## Belge alıntısı
Rusya Gezi Rehberi

Haritaya akseden ihtişam…

RUSYA

İLGİLİ SAYFALAR:

> Moskova

> St. Petersburg

12 Aralık 2020

Avrupa ve Asya’nın siyasi haritasında hatırı sayılır yer kaplayan bir ülke Rusya. Resmi adıyla Rusya Federasyonu. Sovyetler Birliği’nin (SSCB) dağılmasından sonra onun bayrağını taşıyor. 1990 ve 1991 yıllarında bağımsızlığını kazanan diğer 14 ülkenin topraklarının da bu yapıya dâhil olduğunu düşününce, o günlerin SSCB’sinin haritada işgal ettiği alanın büyüklüğünü tahayyülde zorlanabilir insan. Bugün orta yaş ve üzerinde olanlar hariç. Onlar, yani biz, o günleri bizzat yaşadık çünkü.

Bir St. Petersburg manzarası

Bir St. Petersburg manzarası

Rusya gerek dünya tarihinde, gerekse bizim tarihimizde çok önemli bir yere sahip. Soğuk savaş döneminin en önemli aktörlerinden biri. “İki kutuplu dünya” denince de, “dünyanın iki süper gücü” denince de ilk akla gelen ülkelerden biri. Bu kavramları tarih kitaplarının sayfalarına havale etsek bile, Rusya bu defa da günümüz dünyasının en önde gelen güçlerinden biri olarak karşımız çıkıyor. 145 milyonu bulan bir nüfusa sahip, dünyanın sayılı ekonomilerinden biri. Kısacası hakkında ciltler dolusu kitapların yazılabileceği, nitekim yazıldığı bir ülke.

Moskova'da Kurtarıcı İsa Katedrali

Moskova’da Kurtarıcı İsa Katedrali

Yerine göre farklı adlar taşısa bile “Rusya”, tarih sahnesinin bir aktörü olduğu çağlardan itibaren genellikle çok etnisiteli, çok dinli ve çok kültürlü bir karaktere sahip olmuş. Bu özelliği dolayısıyla “ulus-devlet” kalıbına hiç sığamamış. Çarlık döneminde “imparatorluk” iken, SSCB ve Rusya Federasyonu dönemlerinde “federal” bir yapıyı benimsemiş. İstatistiklere göre bugünkü Rusya nüfusunun %80 civarı Rus, geri kalanların en büyük bölümünü ise Türk toplulukları oluşturuyor. Dini mensubiyetler konusunda kesin veriler olmamakla birlikte, ülke genelinde 20 milyon civarında Müslümanın yaşadığı değerlendiriliyor.

## Görevler
- A) Rusya yazısına göre şu soruları cevaplayın:
(i) Rusya'nın resmi adı nedir?
(ii) Rusya'nın nüfusu kaç milyonu buluyor?
(iii) Ülke genelinde kaç Müslümanın yaşadığı değerlendiriliyor?
- B) Rusya yazısına göre Rusya neden "ulus-devlet" kalıbına hiç sığamamış? Lütfen bir ile üç cümle arasında açıklayın.
- C) Rusya yazısında tırnak içinde verilen bütün ifadeleri sıralayın.
Veri bölümündeki verilere bu çalışmada gerek yok.

## Veri bölümü
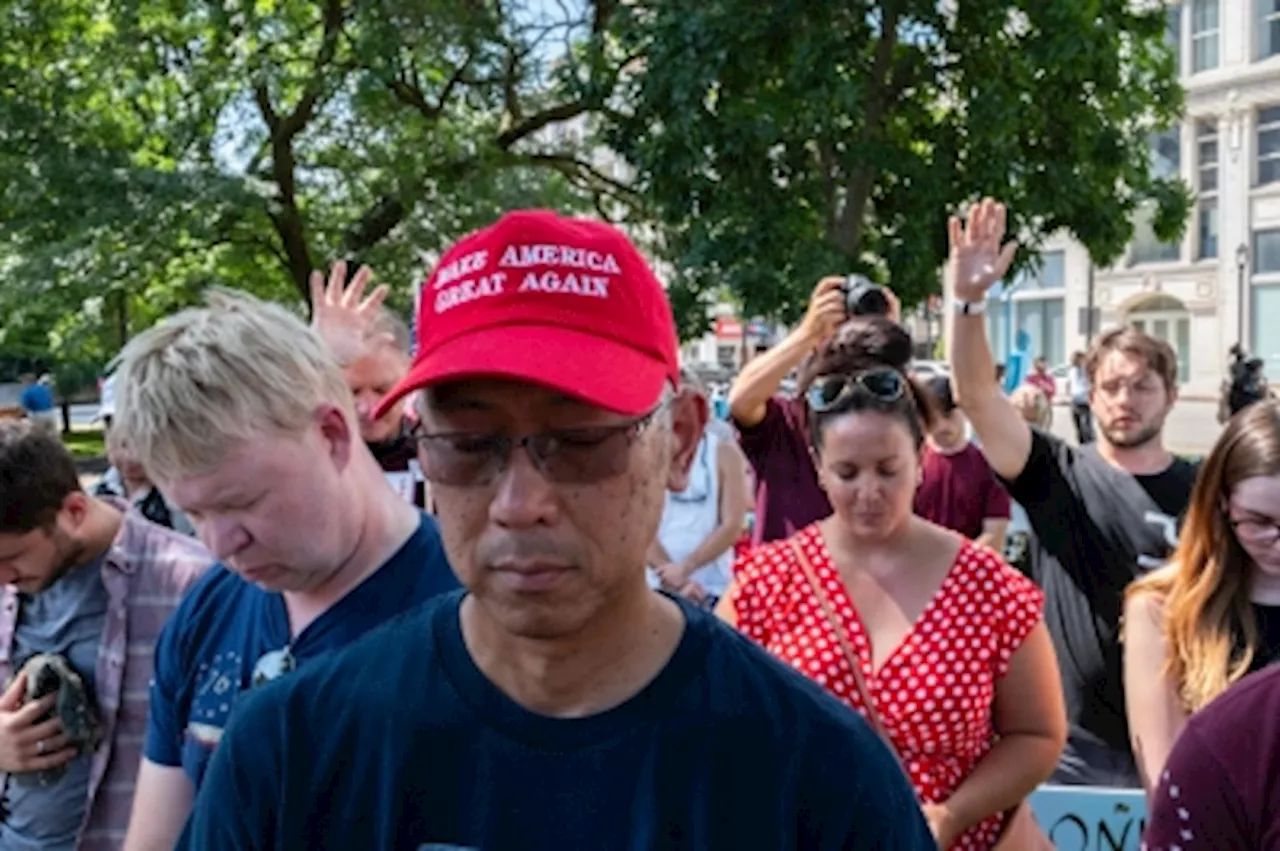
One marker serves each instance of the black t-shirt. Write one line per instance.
(1095, 529)
(400, 742)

## Tam cevaplar
- A)
(i) Rusya Federasyonu.
(ii) 145 milyonu.
(iii) 20 milyon civarında.

- B) Rusya, tarih sahnesinin bir aktörü olduğu çağlardan beri genellikle çok etnisiteli, çok dinli ve çok kültürlü bir karaktere sahip olmuş. Bu özelliği yüzünden "ulus-devlet" kalıbına hiç sığamamış.

- C) "İki kutuplu dünya", "dünyanın iki süper gücü", "Rusya", "ulus-devlet", "imparatorluk", "federal"